#### [GIVEN TASK]
Rewrite all the records below, replacing every "instance" with "object" and leaving everything else unchanged.

#### [GIVEN DATA]
.....
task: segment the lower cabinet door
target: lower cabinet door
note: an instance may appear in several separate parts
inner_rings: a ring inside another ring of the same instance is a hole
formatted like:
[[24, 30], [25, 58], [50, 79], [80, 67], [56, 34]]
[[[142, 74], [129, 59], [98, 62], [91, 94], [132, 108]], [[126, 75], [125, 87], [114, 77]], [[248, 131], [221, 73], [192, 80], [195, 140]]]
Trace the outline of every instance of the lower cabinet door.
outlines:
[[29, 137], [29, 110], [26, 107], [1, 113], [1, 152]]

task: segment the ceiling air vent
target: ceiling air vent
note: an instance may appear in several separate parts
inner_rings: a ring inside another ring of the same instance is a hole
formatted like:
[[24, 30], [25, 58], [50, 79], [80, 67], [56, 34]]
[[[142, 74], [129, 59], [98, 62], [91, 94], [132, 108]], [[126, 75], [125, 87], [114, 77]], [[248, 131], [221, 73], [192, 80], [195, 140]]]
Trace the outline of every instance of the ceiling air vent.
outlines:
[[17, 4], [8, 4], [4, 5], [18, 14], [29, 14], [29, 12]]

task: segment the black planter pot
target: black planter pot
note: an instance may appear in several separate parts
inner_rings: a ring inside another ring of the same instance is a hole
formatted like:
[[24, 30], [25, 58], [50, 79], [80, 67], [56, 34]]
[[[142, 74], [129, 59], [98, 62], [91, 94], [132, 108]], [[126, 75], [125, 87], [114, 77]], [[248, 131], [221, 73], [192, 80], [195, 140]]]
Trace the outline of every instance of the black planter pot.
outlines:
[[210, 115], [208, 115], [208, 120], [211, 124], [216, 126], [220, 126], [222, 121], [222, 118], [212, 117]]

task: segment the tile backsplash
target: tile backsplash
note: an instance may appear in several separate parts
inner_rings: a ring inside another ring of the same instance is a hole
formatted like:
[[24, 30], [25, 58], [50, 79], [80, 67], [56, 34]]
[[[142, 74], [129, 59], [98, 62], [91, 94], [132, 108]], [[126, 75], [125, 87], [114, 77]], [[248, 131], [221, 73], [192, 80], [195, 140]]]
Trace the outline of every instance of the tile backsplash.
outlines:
.....
#### [EXERCISE SOLUTION]
task: segment the lower cabinet door
target: lower cabinet door
note: an object may appear in several separate parts
inner_rings: a ring inside another ring of the same object is a hole
formatted like:
[[24, 30], [25, 58], [50, 79], [80, 67], [56, 34]]
[[[142, 74], [129, 59], [98, 62], [91, 94], [132, 108]], [[126, 75], [125, 87], [114, 77]], [[248, 131], [221, 73], [192, 80], [195, 140]]]
Trace the outline of every object of the lower cabinet door.
outlines:
[[29, 137], [29, 110], [26, 107], [1, 113], [1, 152]]

task: segment the ceiling air vent
target: ceiling air vent
note: an object may appear in several separate parts
inner_rings: a ring inside another ring of the same object is a hole
formatted like:
[[24, 30], [25, 58], [50, 79], [80, 67], [56, 34]]
[[[142, 74], [129, 59], [98, 62], [91, 94], [132, 108]], [[126, 75], [125, 87], [114, 77]], [[248, 131], [221, 73], [192, 80], [195, 140]]]
Trace the outline of every object of the ceiling air vent.
outlines:
[[17, 4], [8, 4], [4, 5], [18, 14], [29, 14], [29, 12]]

task: segment the black planter pot
target: black planter pot
note: an object may appear in several separate parts
inner_rings: a ring inside another ring of the same object is a hole
formatted like:
[[24, 30], [25, 58], [50, 79], [80, 67], [56, 34]]
[[[142, 74], [129, 59], [98, 62], [91, 94], [132, 108]], [[126, 75], [125, 87], [114, 77]], [[248, 131], [221, 73], [192, 80], [195, 140]]]
Trace the outline of every object of the black planter pot.
outlines:
[[210, 115], [208, 115], [208, 120], [211, 124], [216, 126], [220, 126], [222, 121], [222, 118], [212, 117]]

task: segment the tile backsplash
target: tile backsplash
note: an object may appear in several separate parts
inner_rings: a ring inside another ring of the same object is a hole
formatted like:
[[24, 30], [25, 58], [50, 79], [80, 67], [56, 34]]
[[[142, 74], [129, 59], [98, 62], [91, 94], [132, 108]], [[126, 75], [125, 87], [114, 77]], [[248, 131], [221, 73], [192, 80], [195, 140]]]
Trace the outline of every object of the tile backsplash.
outlines:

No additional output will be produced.